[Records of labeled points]
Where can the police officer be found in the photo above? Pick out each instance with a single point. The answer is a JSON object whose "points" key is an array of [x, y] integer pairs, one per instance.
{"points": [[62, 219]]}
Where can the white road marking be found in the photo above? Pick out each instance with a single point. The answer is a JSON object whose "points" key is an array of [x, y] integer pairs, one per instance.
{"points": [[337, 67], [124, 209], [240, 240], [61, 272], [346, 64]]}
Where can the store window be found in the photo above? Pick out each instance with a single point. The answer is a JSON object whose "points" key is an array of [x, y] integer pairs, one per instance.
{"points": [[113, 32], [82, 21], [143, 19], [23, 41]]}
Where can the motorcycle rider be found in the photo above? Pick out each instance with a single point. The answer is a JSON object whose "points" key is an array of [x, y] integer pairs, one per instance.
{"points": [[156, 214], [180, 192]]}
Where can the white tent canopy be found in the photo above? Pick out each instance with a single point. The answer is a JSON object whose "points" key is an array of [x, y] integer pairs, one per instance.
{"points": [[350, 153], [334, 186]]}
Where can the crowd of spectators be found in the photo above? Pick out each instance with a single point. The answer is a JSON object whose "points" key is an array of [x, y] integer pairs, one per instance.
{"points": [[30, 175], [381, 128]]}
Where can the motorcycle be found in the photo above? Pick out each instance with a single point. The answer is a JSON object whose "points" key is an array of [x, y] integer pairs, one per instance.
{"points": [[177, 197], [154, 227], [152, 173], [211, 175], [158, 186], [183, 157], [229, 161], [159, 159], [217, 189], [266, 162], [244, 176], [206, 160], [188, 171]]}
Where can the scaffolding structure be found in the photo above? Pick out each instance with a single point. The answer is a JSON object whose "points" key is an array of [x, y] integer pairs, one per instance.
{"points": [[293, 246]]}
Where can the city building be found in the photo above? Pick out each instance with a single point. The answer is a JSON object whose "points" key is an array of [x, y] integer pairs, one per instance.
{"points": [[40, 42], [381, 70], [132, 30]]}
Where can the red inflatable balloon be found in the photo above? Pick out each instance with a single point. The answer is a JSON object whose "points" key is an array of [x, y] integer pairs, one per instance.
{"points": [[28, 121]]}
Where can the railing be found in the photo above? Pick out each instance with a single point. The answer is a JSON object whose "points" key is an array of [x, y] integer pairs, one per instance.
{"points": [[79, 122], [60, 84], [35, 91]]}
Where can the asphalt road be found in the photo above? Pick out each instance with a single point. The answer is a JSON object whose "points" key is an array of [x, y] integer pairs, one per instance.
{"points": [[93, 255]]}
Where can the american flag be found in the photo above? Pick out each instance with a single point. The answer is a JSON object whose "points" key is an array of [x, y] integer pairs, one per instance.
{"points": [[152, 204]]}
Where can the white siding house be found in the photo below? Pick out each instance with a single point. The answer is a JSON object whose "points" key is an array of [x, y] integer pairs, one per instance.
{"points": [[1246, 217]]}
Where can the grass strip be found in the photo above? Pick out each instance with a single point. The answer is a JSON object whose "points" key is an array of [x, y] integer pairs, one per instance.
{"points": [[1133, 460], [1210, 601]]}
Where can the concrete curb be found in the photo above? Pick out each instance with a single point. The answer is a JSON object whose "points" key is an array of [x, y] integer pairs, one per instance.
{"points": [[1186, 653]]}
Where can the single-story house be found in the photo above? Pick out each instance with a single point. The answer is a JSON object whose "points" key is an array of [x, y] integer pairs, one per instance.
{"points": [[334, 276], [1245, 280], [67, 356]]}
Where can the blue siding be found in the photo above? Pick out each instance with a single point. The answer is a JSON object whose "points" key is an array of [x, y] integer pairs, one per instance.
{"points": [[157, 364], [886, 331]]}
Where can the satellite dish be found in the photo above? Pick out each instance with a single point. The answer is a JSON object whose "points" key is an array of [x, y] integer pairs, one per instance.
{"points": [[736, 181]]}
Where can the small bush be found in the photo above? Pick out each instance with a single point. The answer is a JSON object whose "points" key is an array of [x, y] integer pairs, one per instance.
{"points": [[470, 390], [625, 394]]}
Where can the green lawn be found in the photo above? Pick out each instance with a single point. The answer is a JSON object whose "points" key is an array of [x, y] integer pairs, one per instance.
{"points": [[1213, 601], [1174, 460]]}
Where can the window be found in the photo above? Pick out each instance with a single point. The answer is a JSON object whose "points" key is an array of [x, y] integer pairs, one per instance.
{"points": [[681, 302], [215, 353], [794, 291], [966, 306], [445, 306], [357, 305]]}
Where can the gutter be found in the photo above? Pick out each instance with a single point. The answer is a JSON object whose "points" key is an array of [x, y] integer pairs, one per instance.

* _WHAT TO DO_: Every entry needs to be retyped exactly.

* _OUTPUT OF THE TASK_:
Where can the police officer be found in the photo above? Pick out each instance with a single point. The answer is a JSON object whose "points" key is an array of [x, y] integer pairs, one per instance.
{"points": [[62, 219]]}
Where can the white road marking be found in the photo above? Pick out each instance with a single point. The answer is a JSON object whose "points" key is an array of [x, y] integer pairs, one per instance.
{"points": [[337, 67], [124, 209], [240, 240], [61, 272], [346, 64]]}
Where can the store window be found in the photo above? Pick out each instance with a single point. The answer is a JSON object whose "points" key is an array of [x, y] integer pairs, one per instance.
{"points": [[113, 32], [82, 21], [143, 19], [23, 41]]}
Where can the motorcycle rider be found in the photo above? Pick out each instance with a single point. The answer is a JSON object whose "points" key is an array of [x, y] integer pairs, one per instance.
{"points": [[156, 214], [180, 192]]}
Where can the white tent canopy be found in the photo above? Pick out each instance with a single point. The answer is a JSON object whose "points" key is an array of [x, y] integer pairs, one per instance.
{"points": [[350, 153], [334, 186]]}
Where can the crowd of spectators be found in the photo above? Pick out each instance with a single point. The answer is a JSON object whose "points" key is an array of [x, y] integer pairs, one per instance.
{"points": [[30, 175], [381, 128]]}
Where can the motorcycle be found in the photo above? Pick out each instance with a single point. The answer is a JSON object whose "points" key is an array of [x, y] integer pairs, one per instance.
{"points": [[177, 197], [154, 227], [152, 173], [211, 175], [158, 186], [183, 157], [229, 161], [159, 159], [217, 189], [266, 162], [244, 176], [206, 160], [188, 171]]}
Where can the scaffolding structure be found in the photo above? Pick out each instance with a single point. The answer is a JSON object whose "points" key is an array of [x, y] integer pairs, one per instance.
{"points": [[293, 246]]}
Where can the city building be found in the photo above? Pick out each instance with a single point. The answer is a JSON object whose "points" key is an array of [x, y] integer pairs, one per instance.
{"points": [[40, 42], [381, 70], [132, 30]]}
Where can the red inflatable balloon be found in the photo above? Pick out each instance with a single point. The answer is a JSON object whose "points" key is an array of [x, y] integer pairs, one per instance.
{"points": [[28, 121]]}
Where can the railing be found in the photo above? Pick out each instance with a single point. The answer is a JSON object whose "points" key is an array of [x, y] integer pairs, one per instance.
{"points": [[79, 122], [60, 84], [35, 91]]}
Where can the asphalt road be found in the photo above? Pick out each instance with a single point. The answer is a JSON object whose "points" key is an array of [x, y] integer pairs, one per instance.
{"points": [[93, 255]]}
Where can the american flag be found in the photo above? Pick out each instance with a single point. The answer is a JSON object whose "points" key is an array of [x, y] integer pairs, one per instance.
{"points": [[152, 204]]}
Where can the white siding house be found in the photo below? Pick out each instance with a single point. The answer is a JSON object whose "points" key is an array of [x, y] integer pairs, one per instance.
{"points": [[1246, 217]]}
Where can the grass strip be found in the photo above? Pick out each instance with a single point. The answer is a JSON object whose "points" key is an array of [x, y] integer pairs, one per instance.
{"points": [[1133, 460], [1210, 601]]}
Where can the concrete curb be found in the photo above? Pick out each instance with a single point. The answer is a JSON object whose "points" key is an array of [x, y] integer pairs, one per instance.
{"points": [[1186, 653]]}
Where can the single-story house be found in the photo above? Pick out each instance with a single point. The answer is a JSON object whose "points" key is an array of [x, y] integer pairs, one per instance.
{"points": [[334, 276], [1245, 280], [67, 356]]}
Where can the blue siding be found in the photo above? Pick out each instance with a single point. The answer is a JSON object whose "points" key is an array of [x, y] integer pairs, one per instance.
{"points": [[157, 364], [886, 331]]}
Where can the satellite dish be found in the photo above? Pick out each instance with a single point. The answer is a JSON object whose "points" key is an array of [x, y] integer pairs, one per instance.
{"points": [[736, 181]]}
Where can the small bush be found in the photo above? Pick out each instance with a single point. The answer is a JSON object whose "points" key is an array of [x, y] integer pairs, one per instance.
{"points": [[470, 390], [625, 394]]}
Where can the green lawn be found in the photo above? Pick out each instance with a single point. The answer is a JSON object whose "points" key is an array of [x, y] integer pairs, one per instance.
{"points": [[1213, 601], [1174, 460]]}
Where can the window be found in the photo above? Pick out each instance with a single point. The answer is a JSON object whose "points" key is an array of [x, y] integer pairs, one per instance.
{"points": [[681, 302], [215, 353], [794, 291], [966, 306], [445, 306], [357, 305]]}
Where can the gutter be found in the photo above? Pick out each instance with a single point. The answer is a JSON object whose "points" key is an array of [x, y] integer pairs, one per instance.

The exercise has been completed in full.